begin Entries shown
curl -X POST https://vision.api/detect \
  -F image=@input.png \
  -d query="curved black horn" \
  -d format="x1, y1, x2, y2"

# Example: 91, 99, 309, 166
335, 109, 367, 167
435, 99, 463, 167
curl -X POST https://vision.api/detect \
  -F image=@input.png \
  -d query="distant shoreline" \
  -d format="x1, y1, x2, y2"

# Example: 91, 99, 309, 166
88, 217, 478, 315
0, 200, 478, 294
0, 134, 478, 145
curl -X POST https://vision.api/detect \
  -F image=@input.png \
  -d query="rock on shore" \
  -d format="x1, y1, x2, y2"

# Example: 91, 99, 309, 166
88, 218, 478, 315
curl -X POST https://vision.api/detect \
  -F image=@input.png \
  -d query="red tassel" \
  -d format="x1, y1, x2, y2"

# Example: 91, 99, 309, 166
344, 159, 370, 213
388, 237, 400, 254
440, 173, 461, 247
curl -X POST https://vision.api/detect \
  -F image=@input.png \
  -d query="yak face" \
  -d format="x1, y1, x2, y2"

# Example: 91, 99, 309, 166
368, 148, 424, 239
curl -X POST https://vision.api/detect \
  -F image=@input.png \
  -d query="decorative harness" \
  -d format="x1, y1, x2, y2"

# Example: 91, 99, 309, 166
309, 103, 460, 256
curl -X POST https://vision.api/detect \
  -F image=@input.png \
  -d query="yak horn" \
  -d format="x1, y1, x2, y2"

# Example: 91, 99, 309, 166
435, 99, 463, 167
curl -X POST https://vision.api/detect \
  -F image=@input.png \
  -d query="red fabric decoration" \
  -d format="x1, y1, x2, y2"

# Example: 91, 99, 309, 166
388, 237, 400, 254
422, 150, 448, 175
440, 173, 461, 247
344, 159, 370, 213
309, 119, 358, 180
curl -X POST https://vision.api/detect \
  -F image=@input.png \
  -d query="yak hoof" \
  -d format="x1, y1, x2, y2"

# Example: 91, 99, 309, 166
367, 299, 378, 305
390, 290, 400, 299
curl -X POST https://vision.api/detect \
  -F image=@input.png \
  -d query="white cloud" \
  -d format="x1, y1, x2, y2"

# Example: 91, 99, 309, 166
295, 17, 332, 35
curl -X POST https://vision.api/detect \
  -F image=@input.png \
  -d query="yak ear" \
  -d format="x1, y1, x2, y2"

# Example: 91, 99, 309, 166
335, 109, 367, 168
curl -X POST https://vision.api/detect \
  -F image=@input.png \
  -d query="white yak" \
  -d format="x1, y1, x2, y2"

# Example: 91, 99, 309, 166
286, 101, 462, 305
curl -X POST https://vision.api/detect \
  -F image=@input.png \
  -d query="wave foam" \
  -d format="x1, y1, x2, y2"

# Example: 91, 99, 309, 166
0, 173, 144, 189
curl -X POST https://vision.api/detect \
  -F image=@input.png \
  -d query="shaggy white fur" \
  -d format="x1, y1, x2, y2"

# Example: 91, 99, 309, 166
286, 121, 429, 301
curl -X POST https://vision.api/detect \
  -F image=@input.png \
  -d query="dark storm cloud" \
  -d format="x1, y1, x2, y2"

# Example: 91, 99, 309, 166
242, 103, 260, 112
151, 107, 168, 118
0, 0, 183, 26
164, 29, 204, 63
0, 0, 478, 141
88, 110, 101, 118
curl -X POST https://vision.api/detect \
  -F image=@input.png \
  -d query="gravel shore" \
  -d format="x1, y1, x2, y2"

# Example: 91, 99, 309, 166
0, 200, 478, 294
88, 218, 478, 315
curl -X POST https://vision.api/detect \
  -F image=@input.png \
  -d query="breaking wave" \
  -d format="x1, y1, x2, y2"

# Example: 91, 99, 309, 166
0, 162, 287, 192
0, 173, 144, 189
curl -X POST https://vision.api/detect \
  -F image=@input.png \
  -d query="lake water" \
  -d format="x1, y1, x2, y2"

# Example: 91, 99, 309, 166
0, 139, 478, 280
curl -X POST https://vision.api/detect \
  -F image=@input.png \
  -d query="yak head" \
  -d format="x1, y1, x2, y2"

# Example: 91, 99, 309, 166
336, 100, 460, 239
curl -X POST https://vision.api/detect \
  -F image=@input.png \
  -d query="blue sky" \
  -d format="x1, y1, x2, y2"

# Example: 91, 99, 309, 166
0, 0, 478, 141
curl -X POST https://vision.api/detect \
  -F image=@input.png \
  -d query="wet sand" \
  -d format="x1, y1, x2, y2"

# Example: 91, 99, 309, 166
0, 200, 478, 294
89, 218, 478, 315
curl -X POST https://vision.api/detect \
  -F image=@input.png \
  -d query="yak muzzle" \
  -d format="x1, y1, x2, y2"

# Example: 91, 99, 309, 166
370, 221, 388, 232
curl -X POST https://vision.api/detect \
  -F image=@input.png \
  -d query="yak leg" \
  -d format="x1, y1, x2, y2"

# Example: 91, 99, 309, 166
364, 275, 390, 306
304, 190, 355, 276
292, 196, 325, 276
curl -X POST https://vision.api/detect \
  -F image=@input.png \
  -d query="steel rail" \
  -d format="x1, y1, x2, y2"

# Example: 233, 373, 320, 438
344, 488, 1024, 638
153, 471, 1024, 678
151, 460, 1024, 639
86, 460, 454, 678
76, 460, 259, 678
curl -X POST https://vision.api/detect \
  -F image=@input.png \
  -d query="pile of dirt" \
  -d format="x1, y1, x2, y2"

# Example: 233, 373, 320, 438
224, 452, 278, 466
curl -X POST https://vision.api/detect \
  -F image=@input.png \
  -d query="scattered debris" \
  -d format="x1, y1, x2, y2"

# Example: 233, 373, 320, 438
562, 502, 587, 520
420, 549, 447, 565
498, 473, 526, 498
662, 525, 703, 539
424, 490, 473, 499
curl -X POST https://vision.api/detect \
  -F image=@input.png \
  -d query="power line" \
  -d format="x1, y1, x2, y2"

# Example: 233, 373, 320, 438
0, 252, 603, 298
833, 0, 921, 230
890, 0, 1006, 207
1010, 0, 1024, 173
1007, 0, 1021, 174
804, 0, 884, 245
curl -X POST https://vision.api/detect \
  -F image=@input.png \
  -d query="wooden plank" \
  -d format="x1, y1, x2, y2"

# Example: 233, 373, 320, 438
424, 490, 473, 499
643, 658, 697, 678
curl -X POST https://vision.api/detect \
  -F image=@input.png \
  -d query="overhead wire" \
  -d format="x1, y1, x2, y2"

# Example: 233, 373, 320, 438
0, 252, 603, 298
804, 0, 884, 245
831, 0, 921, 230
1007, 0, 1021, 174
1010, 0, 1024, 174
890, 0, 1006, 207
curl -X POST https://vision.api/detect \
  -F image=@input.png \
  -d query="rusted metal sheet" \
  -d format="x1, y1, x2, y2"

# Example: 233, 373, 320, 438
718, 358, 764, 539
end Entries shown
Required work: Identify every line of the items above that contains the string "wave", and copy each such line. Case counts.

Exercise solution:
  -d query="wave foam" \
  -d query="breaking wave" \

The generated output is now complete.